### Set task
Please retype the part of the mailing list message about StringRef and regex copies starting at "Greg Clayton via lldb-commits Wed, 21" and ending at "and end pointer.", word for word.

### Excerpt
Re: [Lldb-commits] [lldb] r282090 - Fix failing regex tests.

Greg Clayton via lldb-commits Wed, 21 Sep 2016 17:15:55 -0700

To be clear: if we can make StringRef work efficiently, I am fine with that. We 
can just cut over to using llvm::Regex where it uses the start and end pointer. 
I would just like to avoid making string copies for no reason. I don't have 
anything against using StringRef as long as we do it efficiently.


Greg


> On Sep 21, 2016, at 5:13 PM, Greg Clayton via lldb-commits 
> <lldb-commits@lists.llvm.org> wrote:
> 
>> 
>> On Sep 21, 2016, at 4:43 PM, Zachary Turner <ztur...@google.com> wrote:
>> 
>> You need to duplicate something on the heap once when you execute the regex. 
>>  And in turn you save tens or hundreds or copies on the way there because of 
>> inefficient string usage.  
> 
> Where? please show this.
> 
> I see the following callers:
> 
>          const char *class_name =
>              iterator->second->GetClassName().AsCString("<unknown>");
>          if (regex_up && class_name &&
>              !regex_up->Execute(llvm::StringRef(class_name)))
> 
> You are adding a strlen() call here to construct the StringRef, not saving 
> anything.
> 
> 
> bool CommandObjectRegexCommand::DoExecute(const char *command,
>                                          CommandReturnObject &result) {
>  if (command) {
>    EntryCollection::const_iterator pos, end = m_entries.end();
>    for (pos = m_entries.begin(); pos != end; ++pos) {
>      RegularExpression::Match regex_match(m_max_matches);
> 
>      if (pos->regex.Execute(command, &regex_match)) {
>        std::string new_command(pos->command);
>        std::string match_str;
> 
> No copy saved. Just wasted time with strlen in StringRef constructor.
> 
> 
>    DataVisualization::Categories::ForEach(
>        [&regex, &result](const lldb::TypeCategoryImplSP &category_sp) -> bool 
> {
>          if (regex) {
>            bool escape = true;
>            if (regex->GetText() == category_sp->GetName()) {
>              escape = false;
>            } else if (regex->Execute(llvm::StringRef::withNullAsEmpty(
>                           category_sp->GetName()))) {
>              escape = false;
>            }
> 
>            if (escape)
>              return true;
>          }
> 
> No copy saved. Just wasted time with strlen in StringRef constructor.

### Recorded information
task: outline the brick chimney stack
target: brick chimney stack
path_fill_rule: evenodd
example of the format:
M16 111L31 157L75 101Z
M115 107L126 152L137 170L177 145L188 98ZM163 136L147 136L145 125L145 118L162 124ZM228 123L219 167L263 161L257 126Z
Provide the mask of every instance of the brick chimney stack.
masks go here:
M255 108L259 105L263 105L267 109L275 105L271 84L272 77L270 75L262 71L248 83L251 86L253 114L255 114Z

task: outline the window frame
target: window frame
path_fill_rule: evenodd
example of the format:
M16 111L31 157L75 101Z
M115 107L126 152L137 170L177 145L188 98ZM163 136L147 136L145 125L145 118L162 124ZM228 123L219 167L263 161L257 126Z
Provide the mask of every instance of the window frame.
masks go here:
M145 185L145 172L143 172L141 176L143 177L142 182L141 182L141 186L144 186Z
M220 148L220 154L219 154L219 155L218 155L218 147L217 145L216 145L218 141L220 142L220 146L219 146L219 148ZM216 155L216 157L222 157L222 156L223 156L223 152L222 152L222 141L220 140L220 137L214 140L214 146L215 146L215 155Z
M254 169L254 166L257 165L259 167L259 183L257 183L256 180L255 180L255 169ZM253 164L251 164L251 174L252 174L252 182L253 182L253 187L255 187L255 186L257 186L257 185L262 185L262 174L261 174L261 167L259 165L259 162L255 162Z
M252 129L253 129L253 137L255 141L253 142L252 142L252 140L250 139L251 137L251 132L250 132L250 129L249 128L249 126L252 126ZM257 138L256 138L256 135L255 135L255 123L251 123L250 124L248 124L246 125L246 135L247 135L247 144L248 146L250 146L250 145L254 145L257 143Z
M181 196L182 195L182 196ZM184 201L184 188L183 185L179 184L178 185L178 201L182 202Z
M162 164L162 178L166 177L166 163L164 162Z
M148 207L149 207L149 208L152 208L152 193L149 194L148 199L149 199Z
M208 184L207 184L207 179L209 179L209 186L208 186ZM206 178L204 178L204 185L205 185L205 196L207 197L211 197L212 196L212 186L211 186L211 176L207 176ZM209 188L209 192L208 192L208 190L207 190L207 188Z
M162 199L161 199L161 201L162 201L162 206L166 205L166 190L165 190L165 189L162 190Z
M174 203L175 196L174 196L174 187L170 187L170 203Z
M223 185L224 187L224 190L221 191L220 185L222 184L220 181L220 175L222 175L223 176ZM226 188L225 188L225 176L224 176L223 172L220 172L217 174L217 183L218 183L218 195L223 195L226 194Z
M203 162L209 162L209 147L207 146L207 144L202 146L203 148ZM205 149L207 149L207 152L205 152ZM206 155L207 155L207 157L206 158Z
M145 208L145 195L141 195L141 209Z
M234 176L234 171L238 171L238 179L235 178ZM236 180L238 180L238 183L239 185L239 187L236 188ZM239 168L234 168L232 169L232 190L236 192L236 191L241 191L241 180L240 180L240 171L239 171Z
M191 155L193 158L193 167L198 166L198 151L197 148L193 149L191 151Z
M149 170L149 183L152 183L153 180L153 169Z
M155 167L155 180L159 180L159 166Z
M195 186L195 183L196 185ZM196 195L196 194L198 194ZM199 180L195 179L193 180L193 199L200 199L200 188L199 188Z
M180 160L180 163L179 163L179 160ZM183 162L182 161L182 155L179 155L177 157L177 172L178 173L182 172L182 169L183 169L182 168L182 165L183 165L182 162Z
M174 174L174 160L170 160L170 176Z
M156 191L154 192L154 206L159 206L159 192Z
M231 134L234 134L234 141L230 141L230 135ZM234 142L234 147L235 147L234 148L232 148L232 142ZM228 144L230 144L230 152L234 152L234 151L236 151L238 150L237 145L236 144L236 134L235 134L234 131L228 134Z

### Completed exercise
Greg Clayton via lldb-commits Wed, 21 Sep 2016 17:15:55 -0700

To be clear: if we can make StringRef work efficiently, I am fine with that. We 
can just cut over to using llvm::Regex where it uses the start and end pointer.